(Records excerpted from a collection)
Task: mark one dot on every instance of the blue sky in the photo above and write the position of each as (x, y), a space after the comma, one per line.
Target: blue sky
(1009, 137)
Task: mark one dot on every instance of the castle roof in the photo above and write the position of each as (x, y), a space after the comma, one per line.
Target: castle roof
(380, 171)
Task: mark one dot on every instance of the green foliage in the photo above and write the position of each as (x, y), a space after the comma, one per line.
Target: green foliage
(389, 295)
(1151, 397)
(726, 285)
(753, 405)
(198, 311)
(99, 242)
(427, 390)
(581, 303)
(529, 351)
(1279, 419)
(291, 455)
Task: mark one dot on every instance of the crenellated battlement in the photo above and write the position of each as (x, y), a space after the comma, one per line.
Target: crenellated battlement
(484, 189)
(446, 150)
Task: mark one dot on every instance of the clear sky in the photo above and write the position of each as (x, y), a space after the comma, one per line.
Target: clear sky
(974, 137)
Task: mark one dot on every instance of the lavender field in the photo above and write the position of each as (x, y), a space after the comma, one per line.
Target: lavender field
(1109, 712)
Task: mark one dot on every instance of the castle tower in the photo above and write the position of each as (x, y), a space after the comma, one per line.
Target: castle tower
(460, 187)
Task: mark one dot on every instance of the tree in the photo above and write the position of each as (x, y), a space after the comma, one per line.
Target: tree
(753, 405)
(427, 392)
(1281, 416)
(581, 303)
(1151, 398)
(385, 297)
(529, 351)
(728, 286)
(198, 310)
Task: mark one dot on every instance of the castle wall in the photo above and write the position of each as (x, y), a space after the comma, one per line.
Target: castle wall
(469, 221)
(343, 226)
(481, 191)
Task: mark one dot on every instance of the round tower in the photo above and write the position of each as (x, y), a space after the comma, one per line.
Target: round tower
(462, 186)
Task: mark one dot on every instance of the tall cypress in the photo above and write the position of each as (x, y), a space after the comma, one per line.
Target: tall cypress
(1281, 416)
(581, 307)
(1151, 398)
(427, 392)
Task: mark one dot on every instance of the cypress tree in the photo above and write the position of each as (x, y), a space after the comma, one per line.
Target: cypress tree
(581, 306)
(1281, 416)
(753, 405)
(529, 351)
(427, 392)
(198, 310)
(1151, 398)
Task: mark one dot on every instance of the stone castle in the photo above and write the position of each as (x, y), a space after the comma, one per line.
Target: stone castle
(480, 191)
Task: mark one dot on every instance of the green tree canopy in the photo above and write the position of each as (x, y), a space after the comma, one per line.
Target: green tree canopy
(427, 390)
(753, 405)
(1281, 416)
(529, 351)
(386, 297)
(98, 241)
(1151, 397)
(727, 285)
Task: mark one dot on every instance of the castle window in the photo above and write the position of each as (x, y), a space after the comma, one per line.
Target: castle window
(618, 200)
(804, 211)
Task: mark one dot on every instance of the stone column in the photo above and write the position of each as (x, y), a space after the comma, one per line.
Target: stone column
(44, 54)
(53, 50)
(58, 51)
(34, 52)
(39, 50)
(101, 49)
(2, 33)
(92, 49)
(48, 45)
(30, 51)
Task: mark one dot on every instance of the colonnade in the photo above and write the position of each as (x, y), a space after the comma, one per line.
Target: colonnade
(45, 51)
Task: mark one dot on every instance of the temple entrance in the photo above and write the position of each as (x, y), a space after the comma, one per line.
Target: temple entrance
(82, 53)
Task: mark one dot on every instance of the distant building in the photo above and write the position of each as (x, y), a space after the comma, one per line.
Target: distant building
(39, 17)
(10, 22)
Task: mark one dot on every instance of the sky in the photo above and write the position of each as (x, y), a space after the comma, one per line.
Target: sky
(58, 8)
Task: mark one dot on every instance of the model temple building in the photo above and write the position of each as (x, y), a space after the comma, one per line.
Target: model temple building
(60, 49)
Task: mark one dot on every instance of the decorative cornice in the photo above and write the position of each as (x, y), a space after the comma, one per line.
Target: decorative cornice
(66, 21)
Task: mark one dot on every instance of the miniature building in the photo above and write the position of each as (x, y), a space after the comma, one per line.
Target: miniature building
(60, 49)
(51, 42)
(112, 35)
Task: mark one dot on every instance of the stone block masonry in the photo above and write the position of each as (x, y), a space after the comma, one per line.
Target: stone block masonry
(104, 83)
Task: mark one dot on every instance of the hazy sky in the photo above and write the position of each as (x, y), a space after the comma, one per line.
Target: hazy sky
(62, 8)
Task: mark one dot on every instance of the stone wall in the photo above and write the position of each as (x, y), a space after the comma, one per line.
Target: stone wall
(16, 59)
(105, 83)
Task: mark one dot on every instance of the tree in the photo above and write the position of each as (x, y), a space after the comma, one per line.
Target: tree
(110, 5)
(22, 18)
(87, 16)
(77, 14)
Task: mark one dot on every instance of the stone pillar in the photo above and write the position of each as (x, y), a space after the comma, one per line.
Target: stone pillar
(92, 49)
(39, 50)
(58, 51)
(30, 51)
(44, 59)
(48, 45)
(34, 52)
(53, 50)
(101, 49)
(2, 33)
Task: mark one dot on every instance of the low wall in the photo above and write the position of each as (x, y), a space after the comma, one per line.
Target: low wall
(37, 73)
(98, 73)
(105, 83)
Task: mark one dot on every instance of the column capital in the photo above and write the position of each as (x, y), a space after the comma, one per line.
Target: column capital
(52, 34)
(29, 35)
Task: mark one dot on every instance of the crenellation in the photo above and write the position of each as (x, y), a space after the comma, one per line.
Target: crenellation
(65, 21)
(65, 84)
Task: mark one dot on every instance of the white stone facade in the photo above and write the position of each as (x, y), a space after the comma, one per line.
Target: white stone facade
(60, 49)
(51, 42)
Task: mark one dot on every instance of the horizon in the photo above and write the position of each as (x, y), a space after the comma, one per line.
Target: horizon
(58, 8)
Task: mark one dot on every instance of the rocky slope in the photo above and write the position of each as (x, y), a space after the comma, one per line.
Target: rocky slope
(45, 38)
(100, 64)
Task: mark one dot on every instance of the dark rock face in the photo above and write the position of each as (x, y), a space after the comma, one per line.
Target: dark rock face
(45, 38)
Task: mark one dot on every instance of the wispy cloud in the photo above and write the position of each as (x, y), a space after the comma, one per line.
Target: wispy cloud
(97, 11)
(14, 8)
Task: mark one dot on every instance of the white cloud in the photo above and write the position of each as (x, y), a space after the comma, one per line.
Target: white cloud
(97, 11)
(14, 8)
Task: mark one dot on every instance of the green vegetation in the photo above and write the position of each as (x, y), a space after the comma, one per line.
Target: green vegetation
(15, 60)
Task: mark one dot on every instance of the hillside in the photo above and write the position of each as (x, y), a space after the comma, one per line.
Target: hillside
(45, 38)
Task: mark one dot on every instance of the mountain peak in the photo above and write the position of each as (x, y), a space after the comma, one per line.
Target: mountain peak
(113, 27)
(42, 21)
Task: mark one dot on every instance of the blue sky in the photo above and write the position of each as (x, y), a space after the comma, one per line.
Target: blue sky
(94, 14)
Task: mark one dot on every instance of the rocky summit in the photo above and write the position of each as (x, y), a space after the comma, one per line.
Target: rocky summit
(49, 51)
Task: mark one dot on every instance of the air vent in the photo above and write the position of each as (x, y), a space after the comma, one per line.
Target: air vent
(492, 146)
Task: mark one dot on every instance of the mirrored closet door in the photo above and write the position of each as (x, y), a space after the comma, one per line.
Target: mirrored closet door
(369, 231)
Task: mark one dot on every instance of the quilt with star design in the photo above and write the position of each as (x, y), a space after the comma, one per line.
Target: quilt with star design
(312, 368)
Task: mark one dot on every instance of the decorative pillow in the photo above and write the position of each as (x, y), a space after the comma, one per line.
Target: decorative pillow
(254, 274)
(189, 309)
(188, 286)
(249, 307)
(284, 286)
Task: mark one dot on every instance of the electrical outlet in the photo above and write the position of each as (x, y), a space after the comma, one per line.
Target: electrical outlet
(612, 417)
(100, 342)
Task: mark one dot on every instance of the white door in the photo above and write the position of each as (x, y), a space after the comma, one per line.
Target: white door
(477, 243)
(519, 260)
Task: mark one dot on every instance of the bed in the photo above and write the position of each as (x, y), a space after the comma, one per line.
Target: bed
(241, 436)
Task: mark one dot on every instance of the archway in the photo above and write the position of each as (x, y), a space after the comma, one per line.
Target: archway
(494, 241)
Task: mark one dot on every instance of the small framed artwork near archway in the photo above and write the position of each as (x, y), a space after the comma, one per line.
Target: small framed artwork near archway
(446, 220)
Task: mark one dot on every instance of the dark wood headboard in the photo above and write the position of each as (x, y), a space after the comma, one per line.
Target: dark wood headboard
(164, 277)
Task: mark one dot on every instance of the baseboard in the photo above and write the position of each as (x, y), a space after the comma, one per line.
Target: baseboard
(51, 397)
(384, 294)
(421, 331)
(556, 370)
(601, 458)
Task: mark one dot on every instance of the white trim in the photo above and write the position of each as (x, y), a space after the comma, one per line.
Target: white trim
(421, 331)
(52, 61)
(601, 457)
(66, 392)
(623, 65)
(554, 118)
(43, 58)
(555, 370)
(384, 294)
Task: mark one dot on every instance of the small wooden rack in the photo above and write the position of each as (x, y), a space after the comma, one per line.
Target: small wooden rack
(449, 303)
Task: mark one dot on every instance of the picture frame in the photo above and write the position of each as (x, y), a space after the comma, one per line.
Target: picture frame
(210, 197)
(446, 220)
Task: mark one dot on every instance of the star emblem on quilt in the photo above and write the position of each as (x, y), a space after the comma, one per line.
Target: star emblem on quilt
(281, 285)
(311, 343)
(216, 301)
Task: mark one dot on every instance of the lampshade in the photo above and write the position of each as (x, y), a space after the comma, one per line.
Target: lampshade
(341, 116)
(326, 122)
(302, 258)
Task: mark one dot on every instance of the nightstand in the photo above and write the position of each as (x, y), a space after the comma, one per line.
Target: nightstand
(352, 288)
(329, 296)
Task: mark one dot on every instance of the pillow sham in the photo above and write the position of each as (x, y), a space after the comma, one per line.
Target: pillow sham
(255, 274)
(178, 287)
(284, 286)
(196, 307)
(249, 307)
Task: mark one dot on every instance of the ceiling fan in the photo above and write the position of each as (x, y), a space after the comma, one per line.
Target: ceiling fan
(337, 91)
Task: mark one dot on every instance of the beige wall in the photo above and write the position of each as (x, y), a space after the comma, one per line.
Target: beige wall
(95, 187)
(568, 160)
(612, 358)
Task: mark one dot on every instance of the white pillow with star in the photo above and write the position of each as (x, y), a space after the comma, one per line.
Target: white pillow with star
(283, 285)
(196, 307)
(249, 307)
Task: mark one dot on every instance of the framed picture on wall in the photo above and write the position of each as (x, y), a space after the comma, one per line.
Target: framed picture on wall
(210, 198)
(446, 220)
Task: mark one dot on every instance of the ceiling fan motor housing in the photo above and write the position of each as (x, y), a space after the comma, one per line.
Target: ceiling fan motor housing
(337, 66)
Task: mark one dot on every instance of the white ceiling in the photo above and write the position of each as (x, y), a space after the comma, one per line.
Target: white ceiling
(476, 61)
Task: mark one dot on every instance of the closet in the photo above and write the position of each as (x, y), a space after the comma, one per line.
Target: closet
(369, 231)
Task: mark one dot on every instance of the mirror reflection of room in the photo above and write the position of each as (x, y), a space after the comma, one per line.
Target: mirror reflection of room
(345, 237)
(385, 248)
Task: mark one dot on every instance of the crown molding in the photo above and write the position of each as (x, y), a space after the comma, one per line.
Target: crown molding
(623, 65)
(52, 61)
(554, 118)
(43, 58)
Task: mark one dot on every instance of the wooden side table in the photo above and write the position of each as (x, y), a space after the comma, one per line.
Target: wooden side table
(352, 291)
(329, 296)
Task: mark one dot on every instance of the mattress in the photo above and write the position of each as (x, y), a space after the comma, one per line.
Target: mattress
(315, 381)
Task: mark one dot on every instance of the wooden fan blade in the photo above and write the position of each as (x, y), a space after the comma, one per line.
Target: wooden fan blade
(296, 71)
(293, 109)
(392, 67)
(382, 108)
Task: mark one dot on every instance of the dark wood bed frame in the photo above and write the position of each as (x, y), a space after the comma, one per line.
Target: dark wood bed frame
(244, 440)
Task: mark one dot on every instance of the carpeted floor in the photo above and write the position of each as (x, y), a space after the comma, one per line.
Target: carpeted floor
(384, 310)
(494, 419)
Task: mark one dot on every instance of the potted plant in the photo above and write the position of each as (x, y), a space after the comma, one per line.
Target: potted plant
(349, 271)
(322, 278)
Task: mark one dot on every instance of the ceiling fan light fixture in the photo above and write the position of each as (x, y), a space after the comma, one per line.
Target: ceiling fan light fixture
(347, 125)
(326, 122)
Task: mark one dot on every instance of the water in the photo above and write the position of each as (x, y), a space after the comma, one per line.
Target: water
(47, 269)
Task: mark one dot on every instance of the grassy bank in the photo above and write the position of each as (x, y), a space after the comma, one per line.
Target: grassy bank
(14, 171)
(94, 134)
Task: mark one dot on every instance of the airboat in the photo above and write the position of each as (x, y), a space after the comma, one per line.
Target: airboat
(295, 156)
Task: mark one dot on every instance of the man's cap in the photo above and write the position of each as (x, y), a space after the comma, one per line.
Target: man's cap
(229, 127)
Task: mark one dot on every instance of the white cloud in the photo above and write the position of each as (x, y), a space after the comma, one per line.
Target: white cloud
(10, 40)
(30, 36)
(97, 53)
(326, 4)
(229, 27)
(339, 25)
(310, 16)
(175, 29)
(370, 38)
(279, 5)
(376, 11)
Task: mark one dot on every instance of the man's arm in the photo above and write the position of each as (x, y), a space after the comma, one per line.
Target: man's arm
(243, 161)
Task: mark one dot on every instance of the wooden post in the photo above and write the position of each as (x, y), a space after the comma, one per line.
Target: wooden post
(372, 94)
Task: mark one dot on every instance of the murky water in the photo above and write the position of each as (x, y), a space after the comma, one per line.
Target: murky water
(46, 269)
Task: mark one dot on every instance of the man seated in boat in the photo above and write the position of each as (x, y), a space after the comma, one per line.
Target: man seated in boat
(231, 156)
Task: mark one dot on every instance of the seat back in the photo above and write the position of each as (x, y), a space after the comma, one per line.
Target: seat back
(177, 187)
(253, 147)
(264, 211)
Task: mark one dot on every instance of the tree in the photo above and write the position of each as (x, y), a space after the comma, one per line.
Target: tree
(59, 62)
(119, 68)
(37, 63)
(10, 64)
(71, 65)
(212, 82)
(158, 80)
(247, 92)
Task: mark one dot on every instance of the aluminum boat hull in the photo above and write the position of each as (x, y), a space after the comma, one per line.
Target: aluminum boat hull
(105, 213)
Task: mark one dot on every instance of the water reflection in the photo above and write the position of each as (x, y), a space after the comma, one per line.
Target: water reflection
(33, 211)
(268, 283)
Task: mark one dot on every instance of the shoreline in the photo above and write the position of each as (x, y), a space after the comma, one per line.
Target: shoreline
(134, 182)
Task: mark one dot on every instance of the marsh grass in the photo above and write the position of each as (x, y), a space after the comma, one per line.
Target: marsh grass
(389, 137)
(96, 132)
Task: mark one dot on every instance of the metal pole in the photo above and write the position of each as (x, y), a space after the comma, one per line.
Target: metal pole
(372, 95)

#### Work instruction:
Output the lines above exactly, but only those between the line holding "Target: lampshade" and the line holding "Task: mark one dot on every instance of the closet", inclusive.

#### Your response:
Target: lampshade
(341, 116)
(326, 122)
(302, 258)
Task: mark one dot on every instance of the nightstand in the photo above and write the position of each as (x, y), a space after the comma, one per line.
Target: nightstand
(352, 288)
(329, 296)
Task: mark one dot on every instance of the pillow sham in the photo above and write the position of each as (x, y), a space after the comma, one per line.
Target: pillow sham
(255, 274)
(178, 287)
(284, 286)
(196, 307)
(249, 307)
Task: mark one dot on every instance of the ceiling fan in the photo above and write the position of each as (x, y), a space after the comma, one per line.
Target: ceiling fan
(337, 91)
Task: mark one dot on every instance of the beige wall in the photo above and write the position of each as (x, y), a space after the comma, one per line.
Target: beige wall
(95, 187)
(568, 160)
(612, 358)
Task: mark one dot on every instance of the white pillow with star in the photo above and write the position of each as (x, y), a space after the comma, one per line.
Target: white pillow with star
(283, 285)
(196, 307)
(249, 307)
Task: mark one dot on every instance of the framed picture on wall in the photo above and write the position of each as (x, y), a space after the comma, one per line.
Target: framed picture on wall
(210, 198)
(446, 220)
Task: mark one dot on every instance of the ceiling fan motor housing in the photo above and write the position of each as (x, y), a space after the comma, one per line.
Target: ceiling fan motor housing
(337, 66)
Task: mark one dot on every instance of the white ceiling in the photo above and write the position of each as (x, y), a space after the comma, one per line.
Target: white ceiling
(476, 61)
Task: mark one dot on every instance of the closet in the photo above and write the position of each as (x, y), a space after the comma, one per line.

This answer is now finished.